▸ **Work to complete**
**a.** Using the Diomede passage, explain why Vitus Bering named the islands for Saint Diomedes of Tarsus.
**b.** Say whether each statement agrees with the Diomede passage, giving yes or no and quoting the words that decide it: (i) The village of Diomede lies more than 5 miles from Big Diomede. (ii) Mikhail Gvozdev renamed the islands in 1730. (iii) Quartz monzonite contains less quartz than granite.

Diomede is an Iñupiaq village on the west coast of Little Diomede Island, located less than 1 mile (1.6 km) from the International Date Line, 2.4 miles (3.9 km) east of Big Diomede (Russia), about 194 miles (312 km) south-west of Kotzebue, and 27 miles (44 km) north-west of Wales, Alaska. The Diomede Islands lie in the middle of the Bering Strait between mainland Alaska to the east and the Siberian Chukchi Peninsula to the west. To the north is the Chukchi Sea; to the south, the Bering Sea. Danish navigator Vitus Bering named the islands for Saint Diomedes of Tarsus when he sighted them in 1728—the day the Russian Orthodox Church commemorates the saint. In 1730 surveyor Mikhail Gvozdev, who explored the Bering Strait, renamed them the “Gvozdev Islands”. The Iñupiaq name for Little Diomede is Iŋaliq, meaning “the other one” or “the one over there”. The islands are geologic exposures of quartz monzonite plutons—igneous intrusions that formed between 112 and 85 million years ago. King Island and Sledge Island, in the Bering Sea off the coast of the Seward Peninsula, are also quartz monzonite plutons. Quartz monzonite is a light-colored, coarse-grained, granitic rock. Because of its appearance it is often mistaken for granite; however, granite contains more than 20% quartz, whereas quartz monzonite contains only 5–20% quartz and nearly equal proportions of orthoclase and plagioclase feldspars.

▸ **Provided records**
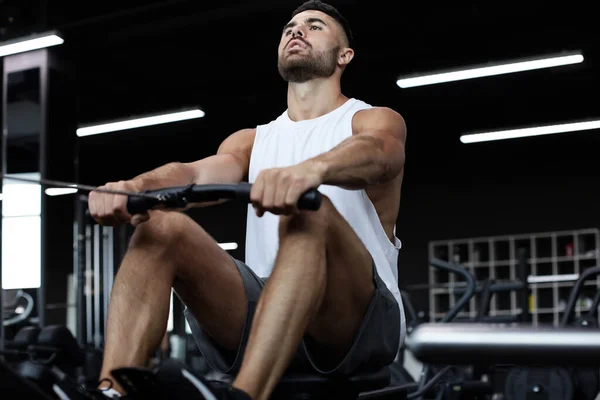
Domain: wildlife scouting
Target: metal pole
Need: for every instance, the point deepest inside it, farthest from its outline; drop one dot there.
(88, 286)
(107, 268)
(523, 294)
(97, 265)
(79, 265)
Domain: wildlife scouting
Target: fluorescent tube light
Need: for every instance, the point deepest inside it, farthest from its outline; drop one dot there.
(59, 191)
(552, 278)
(478, 72)
(228, 246)
(29, 43)
(139, 122)
(533, 131)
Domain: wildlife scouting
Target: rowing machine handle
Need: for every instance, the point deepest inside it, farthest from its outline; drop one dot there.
(310, 200)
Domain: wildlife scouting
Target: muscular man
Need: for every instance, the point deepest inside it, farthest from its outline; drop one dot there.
(318, 289)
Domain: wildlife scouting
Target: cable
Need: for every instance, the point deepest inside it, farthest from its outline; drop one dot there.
(430, 384)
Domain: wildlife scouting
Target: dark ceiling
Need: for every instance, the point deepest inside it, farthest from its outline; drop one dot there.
(137, 57)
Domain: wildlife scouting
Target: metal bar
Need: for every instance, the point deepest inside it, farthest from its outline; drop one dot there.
(97, 266)
(494, 287)
(523, 294)
(89, 315)
(574, 295)
(484, 301)
(107, 268)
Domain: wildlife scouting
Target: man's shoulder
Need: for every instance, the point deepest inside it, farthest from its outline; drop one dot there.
(378, 115)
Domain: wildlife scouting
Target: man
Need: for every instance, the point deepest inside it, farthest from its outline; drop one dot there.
(331, 301)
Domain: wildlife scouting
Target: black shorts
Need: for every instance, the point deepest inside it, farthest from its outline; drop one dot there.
(375, 345)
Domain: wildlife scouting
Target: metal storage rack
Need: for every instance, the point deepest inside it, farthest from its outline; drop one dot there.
(560, 256)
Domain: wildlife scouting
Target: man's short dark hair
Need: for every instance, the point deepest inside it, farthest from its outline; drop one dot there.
(329, 10)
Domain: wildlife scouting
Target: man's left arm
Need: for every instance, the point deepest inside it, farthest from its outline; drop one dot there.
(373, 154)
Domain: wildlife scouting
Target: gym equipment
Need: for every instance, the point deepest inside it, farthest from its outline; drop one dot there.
(488, 344)
(50, 356)
(12, 386)
(291, 386)
(17, 307)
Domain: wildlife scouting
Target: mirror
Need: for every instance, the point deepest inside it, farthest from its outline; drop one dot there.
(21, 208)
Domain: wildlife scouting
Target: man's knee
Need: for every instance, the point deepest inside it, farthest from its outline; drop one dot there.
(314, 222)
(161, 232)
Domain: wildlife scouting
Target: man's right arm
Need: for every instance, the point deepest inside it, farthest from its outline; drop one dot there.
(229, 165)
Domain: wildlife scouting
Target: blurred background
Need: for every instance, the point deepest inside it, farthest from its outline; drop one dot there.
(475, 203)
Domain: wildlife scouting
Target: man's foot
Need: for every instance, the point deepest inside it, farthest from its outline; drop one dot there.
(72, 391)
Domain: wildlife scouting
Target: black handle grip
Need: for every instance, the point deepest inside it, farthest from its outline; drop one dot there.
(139, 205)
(310, 200)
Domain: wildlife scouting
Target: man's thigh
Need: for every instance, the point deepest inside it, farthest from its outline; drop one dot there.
(208, 283)
(349, 289)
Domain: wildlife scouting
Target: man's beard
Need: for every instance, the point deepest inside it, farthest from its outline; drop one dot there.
(305, 68)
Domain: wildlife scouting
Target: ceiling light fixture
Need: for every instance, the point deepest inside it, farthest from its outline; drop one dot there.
(29, 43)
(139, 122)
(533, 131)
(490, 70)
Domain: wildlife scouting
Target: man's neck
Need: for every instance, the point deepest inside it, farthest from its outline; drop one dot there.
(314, 98)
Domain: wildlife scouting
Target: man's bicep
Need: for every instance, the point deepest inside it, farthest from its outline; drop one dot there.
(387, 128)
(230, 164)
(239, 146)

▸ **Responses by item number**
**a.** Bering sighted the islands in 1728 on the day the Russian Orthodox Church commemorates Saint Diomedes of Tarsus.

**b.**
(i) No: "2.4 miles (3.9 km) east of Big Diomede (Russia)"
(ii) Yes: "In 1730 surveyor Mikhail Gvozdev, who explored the Bering Strait, renamed them the “Gvozdev Islands”"
(iii) Yes: "granite contains more than 20% quartz, whereas quartz monzonite contains only 5–20% quartz"